(Referring expression grounding data)
________

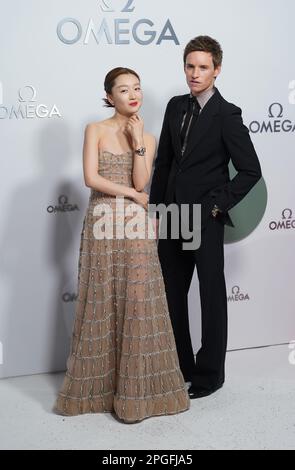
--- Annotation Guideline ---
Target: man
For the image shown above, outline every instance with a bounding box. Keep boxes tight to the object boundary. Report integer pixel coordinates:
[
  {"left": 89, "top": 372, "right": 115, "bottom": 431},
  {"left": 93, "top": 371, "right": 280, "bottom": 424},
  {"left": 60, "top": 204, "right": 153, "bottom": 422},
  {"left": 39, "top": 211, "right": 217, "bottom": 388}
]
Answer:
[{"left": 149, "top": 36, "right": 262, "bottom": 399}]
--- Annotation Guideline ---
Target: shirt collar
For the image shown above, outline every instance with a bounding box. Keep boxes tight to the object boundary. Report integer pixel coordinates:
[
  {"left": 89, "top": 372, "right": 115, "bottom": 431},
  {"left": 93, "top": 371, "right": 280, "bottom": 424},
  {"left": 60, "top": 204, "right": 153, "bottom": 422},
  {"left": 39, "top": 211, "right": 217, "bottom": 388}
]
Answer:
[{"left": 190, "top": 85, "right": 216, "bottom": 110}]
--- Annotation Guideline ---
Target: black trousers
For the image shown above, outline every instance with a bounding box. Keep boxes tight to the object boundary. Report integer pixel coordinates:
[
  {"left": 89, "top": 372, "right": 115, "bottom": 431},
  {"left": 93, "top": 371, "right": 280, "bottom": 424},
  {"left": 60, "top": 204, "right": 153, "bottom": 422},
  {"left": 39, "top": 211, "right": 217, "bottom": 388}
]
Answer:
[{"left": 157, "top": 209, "right": 227, "bottom": 390}]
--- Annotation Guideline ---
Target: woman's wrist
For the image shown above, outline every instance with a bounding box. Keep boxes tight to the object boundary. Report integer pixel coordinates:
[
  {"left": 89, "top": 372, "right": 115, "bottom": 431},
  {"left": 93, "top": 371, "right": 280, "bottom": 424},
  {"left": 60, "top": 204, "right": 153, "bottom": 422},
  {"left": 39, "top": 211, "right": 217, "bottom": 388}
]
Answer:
[
  {"left": 128, "top": 187, "right": 137, "bottom": 199},
  {"left": 132, "top": 137, "right": 145, "bottom": 150}
]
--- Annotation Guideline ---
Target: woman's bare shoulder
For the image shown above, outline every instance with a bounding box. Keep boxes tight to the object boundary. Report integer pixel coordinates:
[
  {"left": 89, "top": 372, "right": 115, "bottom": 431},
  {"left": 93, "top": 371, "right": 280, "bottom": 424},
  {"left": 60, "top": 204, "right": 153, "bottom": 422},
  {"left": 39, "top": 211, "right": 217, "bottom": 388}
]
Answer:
[
  {"left": 144, "top": 132, "right": 157, "bottom": 146},
  {"left": 84, "top": 119, "right": 112, "bottom": 133}
]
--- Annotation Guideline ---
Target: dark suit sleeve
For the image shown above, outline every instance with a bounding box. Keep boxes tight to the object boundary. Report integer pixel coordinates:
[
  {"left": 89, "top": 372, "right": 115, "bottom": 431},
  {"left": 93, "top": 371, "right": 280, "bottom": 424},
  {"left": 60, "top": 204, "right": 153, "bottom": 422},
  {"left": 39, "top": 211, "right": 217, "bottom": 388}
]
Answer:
[
  {"left": 210, "top": 105, "right": 262, "bottom": 212},
  {"left": 149, "top": 98, "right": 175, "bottom": 214}
]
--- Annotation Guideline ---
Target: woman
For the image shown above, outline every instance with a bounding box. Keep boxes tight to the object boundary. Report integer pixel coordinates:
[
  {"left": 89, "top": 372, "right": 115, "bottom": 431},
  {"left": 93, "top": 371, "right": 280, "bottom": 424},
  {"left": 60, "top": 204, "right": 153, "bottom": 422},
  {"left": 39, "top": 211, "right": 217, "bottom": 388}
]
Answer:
[{"left": 54, "top": 67, "right": 190, "bottom": 423}]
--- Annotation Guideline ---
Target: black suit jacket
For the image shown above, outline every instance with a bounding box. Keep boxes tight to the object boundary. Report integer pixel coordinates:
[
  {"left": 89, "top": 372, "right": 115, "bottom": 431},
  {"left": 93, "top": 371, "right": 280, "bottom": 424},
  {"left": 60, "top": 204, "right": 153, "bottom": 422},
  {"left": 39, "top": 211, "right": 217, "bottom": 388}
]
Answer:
[{"left": 149, "top": 88, "right": 262, "bottom": 228}]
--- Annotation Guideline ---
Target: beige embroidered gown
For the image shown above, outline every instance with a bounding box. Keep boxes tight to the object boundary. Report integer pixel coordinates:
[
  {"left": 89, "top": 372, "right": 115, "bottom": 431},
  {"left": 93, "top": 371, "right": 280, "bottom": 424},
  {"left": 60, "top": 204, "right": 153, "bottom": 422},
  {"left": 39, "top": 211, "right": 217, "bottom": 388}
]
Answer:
[{"left": 54, "top": 150, "right": 189, "bottom": 423}]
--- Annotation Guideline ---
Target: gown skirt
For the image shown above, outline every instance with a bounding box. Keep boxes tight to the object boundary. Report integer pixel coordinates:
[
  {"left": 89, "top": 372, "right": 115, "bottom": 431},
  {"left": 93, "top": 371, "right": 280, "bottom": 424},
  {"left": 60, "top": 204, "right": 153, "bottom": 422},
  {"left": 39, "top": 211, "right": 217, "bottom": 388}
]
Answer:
[{"left": 54, "top": 150, "right": 190, "bottom": 423}]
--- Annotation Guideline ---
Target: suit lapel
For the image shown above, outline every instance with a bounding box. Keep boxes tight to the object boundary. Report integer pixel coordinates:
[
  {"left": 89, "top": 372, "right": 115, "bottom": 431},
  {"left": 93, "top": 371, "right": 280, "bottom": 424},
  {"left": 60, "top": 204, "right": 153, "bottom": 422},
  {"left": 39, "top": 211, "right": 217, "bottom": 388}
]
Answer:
[
  {"left": 170, "top": 95, "right": 189, "bottom": 161},
  {"left": 179, "top": 88, "right": 221, "bottom": 164}
]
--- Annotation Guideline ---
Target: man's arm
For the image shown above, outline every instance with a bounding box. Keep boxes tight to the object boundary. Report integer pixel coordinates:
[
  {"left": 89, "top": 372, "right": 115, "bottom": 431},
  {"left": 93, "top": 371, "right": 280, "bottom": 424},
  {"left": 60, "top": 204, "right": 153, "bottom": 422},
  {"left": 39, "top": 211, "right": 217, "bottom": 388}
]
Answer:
[
  {"left": 210, "top": 105, "right": 262, "bottom": 213},
  {"left": 149, "top": 97, "right": 175, "bottom": 211}
]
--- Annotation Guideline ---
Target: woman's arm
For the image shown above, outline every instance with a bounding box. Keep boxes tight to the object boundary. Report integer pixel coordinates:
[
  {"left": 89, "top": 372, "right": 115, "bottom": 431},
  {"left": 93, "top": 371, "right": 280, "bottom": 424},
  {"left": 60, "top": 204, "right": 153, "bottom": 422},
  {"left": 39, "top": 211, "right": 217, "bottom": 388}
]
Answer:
[
  {"left": 132, "top": 132, "right": 156, "bottom": 192},
  {"left": 125, "top": 114, "right": 157, "bottom": 191}
]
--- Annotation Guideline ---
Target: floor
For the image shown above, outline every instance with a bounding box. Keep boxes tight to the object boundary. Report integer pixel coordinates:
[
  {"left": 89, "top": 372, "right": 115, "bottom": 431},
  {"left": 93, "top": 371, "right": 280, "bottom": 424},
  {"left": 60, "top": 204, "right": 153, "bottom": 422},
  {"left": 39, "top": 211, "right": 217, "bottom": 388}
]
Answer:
[{"left": 0, "top": 344, "right": 294, "bottom": 450}]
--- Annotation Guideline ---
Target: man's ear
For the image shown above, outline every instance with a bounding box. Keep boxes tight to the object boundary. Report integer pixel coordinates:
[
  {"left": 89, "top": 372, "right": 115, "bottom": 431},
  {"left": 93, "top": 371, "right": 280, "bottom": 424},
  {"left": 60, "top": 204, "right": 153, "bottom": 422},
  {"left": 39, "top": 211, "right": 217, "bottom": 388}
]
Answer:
[{"left": 214, "top": 65, "right": 222, "bottom": 79}]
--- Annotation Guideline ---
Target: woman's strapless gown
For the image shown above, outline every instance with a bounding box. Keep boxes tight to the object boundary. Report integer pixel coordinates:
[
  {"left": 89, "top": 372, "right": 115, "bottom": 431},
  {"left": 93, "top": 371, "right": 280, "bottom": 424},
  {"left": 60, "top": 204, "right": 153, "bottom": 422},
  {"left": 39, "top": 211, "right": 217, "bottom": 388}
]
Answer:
[{"left": 54, "top": 150, "right": 189, "bottom": 423}]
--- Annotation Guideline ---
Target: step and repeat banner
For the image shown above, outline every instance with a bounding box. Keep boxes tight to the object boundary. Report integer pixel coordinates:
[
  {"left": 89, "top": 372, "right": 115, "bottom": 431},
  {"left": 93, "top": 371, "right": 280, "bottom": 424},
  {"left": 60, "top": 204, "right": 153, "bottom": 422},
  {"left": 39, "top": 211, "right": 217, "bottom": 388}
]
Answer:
[{"left": 0, "top": 0, "right": 294, "bottom": 378}]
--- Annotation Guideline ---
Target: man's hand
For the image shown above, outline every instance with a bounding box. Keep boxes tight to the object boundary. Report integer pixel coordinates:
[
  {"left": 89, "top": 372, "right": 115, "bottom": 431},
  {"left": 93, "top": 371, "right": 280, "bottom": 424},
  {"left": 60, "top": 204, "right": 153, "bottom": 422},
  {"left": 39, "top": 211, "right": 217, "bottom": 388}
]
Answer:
[{"left": 211, "top": 204, "right": 222, "bottom": 218}]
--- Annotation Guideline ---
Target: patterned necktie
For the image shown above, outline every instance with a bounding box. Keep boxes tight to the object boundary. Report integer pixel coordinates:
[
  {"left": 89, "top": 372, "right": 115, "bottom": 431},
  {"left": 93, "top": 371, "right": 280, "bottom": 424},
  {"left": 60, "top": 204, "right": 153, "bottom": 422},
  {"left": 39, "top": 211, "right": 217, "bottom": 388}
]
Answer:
[{"left": 180, "top": 96, "right": 201, "bottom": 155}]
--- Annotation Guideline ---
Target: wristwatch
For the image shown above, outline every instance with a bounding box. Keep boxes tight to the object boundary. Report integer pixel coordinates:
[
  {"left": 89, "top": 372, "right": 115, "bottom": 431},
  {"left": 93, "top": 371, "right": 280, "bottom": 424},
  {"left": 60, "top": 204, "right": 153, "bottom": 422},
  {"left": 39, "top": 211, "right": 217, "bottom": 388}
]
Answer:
[{"left": 134, "top": 146, "right": 146, "bottom": 156}]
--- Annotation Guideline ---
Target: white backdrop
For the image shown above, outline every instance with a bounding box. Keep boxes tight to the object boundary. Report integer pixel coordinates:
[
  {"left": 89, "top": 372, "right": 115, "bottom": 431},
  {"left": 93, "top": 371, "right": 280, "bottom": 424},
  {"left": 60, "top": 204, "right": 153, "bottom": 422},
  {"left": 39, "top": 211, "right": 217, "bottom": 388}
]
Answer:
[{"left": 0, "top": 0, "right": 295, "bottom": 378}]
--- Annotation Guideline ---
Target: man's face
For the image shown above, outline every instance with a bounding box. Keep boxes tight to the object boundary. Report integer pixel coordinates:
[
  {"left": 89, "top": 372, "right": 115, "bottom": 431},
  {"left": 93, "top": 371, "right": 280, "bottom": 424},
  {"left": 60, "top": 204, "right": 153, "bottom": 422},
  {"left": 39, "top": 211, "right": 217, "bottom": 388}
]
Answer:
[{"left": 184, "top": 51, "right": 221, "bottom": 95}]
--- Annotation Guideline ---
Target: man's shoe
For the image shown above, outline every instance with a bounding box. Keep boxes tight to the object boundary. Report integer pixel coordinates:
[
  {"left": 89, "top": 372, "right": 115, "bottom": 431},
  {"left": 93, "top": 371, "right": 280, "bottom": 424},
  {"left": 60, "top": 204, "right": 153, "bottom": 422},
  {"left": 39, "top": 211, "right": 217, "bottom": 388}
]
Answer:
[{"left": 188, "top": 383, "right": 223, "bottom": 399}]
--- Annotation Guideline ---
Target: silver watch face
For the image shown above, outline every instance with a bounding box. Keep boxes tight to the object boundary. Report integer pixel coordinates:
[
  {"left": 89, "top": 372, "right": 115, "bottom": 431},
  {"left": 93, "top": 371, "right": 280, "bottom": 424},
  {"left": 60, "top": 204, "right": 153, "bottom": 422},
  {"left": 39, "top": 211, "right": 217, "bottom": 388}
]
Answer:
[{"left": 135, "top": 147, "right": 146, "bottom": 156}]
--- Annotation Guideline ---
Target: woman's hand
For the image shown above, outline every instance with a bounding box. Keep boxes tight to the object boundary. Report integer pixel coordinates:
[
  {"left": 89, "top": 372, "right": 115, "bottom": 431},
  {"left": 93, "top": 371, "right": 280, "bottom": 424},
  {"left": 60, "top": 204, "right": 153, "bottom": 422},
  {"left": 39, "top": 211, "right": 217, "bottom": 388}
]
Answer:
[
  {"left": 152, "top": 218, "right": 160, "bottom": 240},
  {"left": 132, "top": 189, "right": 149, "bottom": 210},
  {"left": 125, "top": 114, "right": 144, "bottom": 148}
]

________

[WORK TO COMPLETE]
The reply should hold the lines from the top of the records through the line containing "Target: shirt collar", reproduced exactly, and no pictures.

[ANSWER TO THE EXERCISE]
--- Annotation Guideline ---
Target: man
For the image shown above, outline every instance with a bounding box. Keep boxes tight to the object boundary. Report integer pixel coordinates:
[
  {"left": 89, "top": 372, "right": 115, "bottom": 431},
  {"left": 93, "top": 371, "right": 280, "bottom": 424},
  {"left": 60, "top": 204, "right": 153, "bottom": 422},
  {"left": 39, "top": 211, "right": 217, "bottom": 388}
]
Answer:
[{"left": 149, "top": 36, "right": 262, "bottom": 399}]
--- Annotation Guideline ---
Target: shirt collar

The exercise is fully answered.